# start of Extracted records
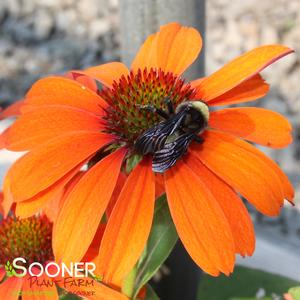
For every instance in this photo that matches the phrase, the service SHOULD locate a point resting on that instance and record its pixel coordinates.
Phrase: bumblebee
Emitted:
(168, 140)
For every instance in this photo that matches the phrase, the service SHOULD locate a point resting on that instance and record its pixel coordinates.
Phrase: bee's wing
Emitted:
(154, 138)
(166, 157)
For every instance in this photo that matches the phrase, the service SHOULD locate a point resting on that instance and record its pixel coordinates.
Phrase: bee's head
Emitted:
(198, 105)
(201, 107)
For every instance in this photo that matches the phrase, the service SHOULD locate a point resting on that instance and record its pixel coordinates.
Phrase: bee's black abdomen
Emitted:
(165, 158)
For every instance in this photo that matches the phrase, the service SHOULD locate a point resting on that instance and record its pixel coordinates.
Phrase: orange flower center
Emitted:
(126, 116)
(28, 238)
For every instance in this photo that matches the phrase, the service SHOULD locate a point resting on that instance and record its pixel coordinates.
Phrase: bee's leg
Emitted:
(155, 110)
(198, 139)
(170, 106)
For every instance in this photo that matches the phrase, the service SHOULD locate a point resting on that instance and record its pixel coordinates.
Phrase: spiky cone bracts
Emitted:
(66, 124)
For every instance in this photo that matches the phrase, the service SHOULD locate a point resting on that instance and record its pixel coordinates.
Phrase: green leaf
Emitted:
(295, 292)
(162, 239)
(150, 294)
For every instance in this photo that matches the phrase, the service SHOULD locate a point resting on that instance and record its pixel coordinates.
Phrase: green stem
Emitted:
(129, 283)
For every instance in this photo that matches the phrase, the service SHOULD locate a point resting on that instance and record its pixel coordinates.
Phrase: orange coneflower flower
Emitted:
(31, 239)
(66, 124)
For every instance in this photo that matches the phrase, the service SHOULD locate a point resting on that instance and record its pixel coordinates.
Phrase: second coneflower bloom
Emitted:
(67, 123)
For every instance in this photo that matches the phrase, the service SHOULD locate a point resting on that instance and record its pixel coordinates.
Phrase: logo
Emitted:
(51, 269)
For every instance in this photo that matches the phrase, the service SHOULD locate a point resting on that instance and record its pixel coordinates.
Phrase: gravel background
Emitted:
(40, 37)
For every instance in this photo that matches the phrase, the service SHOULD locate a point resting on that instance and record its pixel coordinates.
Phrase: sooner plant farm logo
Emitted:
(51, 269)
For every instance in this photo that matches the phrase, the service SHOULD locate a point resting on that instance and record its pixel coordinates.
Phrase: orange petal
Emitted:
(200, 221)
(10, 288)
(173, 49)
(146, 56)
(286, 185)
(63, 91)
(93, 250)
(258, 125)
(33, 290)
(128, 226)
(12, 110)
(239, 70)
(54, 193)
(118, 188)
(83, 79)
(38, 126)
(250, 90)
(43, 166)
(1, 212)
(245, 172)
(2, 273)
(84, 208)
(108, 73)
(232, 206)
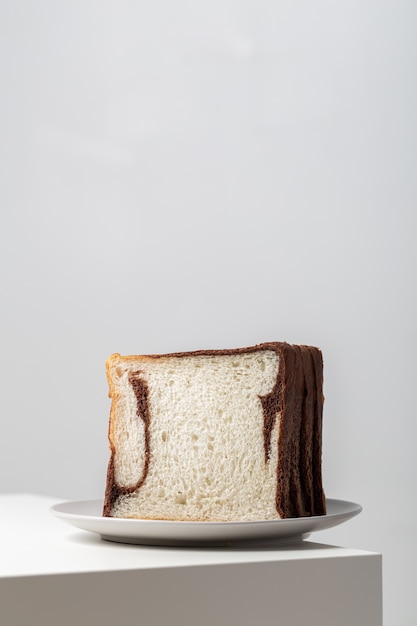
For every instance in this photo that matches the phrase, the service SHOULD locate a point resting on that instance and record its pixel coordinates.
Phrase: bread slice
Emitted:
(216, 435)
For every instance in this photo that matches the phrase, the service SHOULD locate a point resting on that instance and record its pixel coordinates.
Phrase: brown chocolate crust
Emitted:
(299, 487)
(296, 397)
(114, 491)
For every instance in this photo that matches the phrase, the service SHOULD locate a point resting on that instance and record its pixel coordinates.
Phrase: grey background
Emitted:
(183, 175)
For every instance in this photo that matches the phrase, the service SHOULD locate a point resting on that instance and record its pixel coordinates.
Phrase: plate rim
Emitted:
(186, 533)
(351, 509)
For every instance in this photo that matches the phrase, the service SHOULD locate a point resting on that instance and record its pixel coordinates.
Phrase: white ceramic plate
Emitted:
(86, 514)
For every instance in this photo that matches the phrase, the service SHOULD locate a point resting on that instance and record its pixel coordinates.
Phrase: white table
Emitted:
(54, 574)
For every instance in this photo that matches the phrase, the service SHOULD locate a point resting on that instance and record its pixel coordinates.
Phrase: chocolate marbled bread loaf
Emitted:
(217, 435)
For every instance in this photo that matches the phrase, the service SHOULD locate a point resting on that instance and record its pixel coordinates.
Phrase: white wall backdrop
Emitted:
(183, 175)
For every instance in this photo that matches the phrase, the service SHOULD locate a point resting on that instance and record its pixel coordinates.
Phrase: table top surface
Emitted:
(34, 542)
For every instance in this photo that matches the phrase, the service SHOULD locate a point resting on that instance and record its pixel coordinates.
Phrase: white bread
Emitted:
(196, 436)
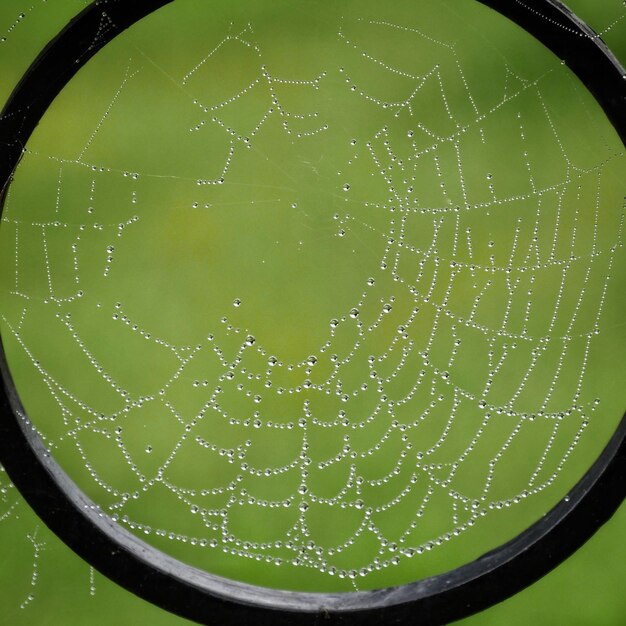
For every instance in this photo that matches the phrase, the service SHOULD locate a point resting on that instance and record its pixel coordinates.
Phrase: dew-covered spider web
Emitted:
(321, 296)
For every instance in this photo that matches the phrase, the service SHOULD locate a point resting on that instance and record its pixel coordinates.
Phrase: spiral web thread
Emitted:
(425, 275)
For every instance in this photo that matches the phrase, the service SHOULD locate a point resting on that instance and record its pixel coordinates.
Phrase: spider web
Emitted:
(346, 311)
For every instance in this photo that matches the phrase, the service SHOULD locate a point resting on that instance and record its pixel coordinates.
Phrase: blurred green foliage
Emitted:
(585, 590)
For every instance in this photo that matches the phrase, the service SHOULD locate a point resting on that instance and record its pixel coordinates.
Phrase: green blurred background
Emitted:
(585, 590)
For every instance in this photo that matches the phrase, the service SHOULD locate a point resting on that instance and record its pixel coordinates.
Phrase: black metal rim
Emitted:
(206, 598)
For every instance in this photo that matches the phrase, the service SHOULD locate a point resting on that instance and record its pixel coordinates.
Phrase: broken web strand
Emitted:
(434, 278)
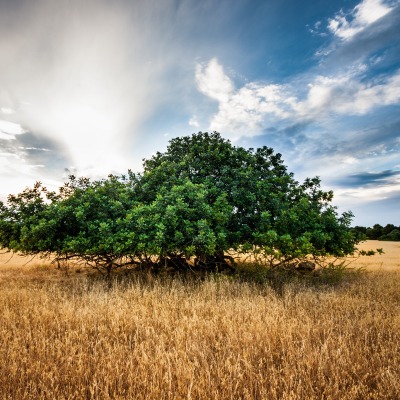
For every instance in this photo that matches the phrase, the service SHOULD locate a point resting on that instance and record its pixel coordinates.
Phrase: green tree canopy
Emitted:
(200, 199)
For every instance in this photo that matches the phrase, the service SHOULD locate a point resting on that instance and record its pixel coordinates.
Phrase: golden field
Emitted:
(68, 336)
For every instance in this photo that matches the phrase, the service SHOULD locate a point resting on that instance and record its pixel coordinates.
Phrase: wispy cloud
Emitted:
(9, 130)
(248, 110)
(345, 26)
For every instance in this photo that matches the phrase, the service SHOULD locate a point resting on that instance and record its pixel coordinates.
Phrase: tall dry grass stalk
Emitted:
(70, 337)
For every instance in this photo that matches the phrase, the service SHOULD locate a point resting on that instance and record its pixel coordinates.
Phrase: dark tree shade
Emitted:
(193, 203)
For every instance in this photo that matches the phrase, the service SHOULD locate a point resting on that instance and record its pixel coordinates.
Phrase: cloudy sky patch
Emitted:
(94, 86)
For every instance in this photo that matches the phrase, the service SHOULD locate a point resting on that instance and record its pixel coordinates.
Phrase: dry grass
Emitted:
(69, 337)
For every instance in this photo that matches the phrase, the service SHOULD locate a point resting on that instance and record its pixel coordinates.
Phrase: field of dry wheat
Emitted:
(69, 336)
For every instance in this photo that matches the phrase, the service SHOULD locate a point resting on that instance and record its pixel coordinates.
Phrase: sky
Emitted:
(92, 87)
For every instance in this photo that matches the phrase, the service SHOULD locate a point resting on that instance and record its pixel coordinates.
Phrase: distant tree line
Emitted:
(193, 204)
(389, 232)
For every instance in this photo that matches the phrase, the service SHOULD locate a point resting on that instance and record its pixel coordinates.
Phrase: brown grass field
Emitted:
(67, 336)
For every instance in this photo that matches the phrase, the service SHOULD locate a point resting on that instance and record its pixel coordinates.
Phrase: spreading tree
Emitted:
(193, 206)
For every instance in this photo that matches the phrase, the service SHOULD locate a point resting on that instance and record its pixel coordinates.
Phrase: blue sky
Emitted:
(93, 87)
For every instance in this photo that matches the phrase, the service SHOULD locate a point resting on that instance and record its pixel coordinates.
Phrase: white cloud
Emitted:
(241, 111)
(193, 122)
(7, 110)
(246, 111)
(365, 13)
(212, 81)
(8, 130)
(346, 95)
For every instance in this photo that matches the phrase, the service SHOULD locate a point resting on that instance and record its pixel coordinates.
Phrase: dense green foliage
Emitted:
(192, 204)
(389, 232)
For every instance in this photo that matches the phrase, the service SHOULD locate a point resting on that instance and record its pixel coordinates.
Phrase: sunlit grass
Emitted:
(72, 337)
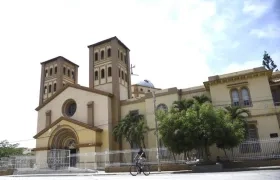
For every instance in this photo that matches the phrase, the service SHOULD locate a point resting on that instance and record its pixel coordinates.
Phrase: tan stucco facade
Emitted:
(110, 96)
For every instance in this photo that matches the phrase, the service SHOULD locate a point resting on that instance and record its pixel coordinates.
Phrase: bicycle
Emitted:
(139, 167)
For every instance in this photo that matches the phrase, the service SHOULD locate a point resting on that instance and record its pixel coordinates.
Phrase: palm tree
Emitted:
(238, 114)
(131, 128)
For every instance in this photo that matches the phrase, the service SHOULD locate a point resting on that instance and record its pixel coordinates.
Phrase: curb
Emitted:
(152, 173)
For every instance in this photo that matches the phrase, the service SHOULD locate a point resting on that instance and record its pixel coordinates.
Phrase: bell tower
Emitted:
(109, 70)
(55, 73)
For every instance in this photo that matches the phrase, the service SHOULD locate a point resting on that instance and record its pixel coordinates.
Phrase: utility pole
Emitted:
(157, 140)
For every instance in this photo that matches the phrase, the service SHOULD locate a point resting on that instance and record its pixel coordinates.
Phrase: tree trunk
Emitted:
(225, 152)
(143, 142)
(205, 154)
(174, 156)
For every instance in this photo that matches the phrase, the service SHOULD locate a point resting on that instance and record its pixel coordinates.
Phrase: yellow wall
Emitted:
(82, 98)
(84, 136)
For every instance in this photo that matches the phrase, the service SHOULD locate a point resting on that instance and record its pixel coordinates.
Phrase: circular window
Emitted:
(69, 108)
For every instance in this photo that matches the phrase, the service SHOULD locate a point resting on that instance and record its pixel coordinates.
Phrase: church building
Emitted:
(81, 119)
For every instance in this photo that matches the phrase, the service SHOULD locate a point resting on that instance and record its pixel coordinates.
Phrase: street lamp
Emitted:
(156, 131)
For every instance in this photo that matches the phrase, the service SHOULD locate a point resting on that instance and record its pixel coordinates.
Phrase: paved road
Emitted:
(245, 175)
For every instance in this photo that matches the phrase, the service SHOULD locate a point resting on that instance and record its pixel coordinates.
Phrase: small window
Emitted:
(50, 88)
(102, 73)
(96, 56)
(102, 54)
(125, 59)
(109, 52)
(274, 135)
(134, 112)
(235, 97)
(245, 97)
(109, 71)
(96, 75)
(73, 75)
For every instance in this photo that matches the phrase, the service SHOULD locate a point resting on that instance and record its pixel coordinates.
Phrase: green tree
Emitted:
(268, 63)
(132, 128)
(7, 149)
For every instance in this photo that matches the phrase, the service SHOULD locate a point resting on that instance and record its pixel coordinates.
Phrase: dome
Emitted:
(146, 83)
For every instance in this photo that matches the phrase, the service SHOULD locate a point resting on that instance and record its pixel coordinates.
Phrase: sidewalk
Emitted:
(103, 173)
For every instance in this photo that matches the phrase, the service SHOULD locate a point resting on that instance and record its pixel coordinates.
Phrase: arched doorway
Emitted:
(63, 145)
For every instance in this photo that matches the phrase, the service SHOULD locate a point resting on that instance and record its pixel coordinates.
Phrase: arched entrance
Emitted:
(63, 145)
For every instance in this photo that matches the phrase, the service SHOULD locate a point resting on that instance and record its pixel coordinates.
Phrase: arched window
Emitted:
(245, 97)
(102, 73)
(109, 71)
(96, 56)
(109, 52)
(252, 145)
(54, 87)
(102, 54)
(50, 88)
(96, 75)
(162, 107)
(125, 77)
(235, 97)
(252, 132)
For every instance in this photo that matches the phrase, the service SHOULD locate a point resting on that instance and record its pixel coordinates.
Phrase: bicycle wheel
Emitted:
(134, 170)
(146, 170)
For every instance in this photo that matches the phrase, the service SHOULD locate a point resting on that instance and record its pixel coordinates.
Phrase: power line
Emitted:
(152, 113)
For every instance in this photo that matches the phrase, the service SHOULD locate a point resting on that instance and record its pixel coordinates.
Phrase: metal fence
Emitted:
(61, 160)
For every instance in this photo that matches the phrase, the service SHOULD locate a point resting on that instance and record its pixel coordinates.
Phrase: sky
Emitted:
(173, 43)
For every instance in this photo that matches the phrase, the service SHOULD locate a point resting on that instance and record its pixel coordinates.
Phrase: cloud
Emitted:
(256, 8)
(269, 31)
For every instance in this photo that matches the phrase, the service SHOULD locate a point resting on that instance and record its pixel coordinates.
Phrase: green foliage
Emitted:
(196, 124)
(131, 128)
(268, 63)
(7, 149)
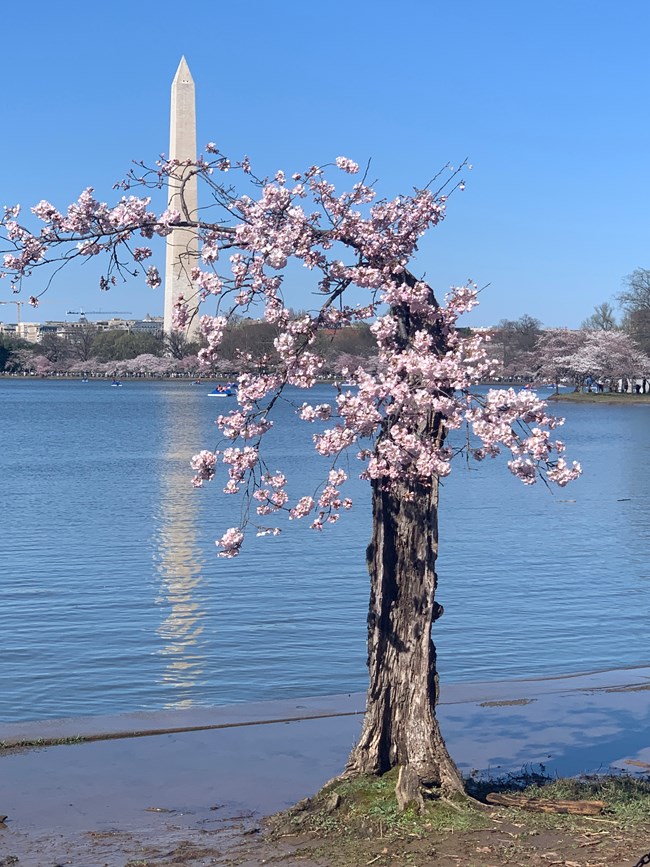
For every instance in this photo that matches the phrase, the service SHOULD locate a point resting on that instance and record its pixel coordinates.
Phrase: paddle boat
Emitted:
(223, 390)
# end of Extracted records
Task instructions =>
Determine how many lines of the records contain the string "window", treating uppercase and lowercase as distinct. Reply with the number alone.

Answer for this exercise =>
3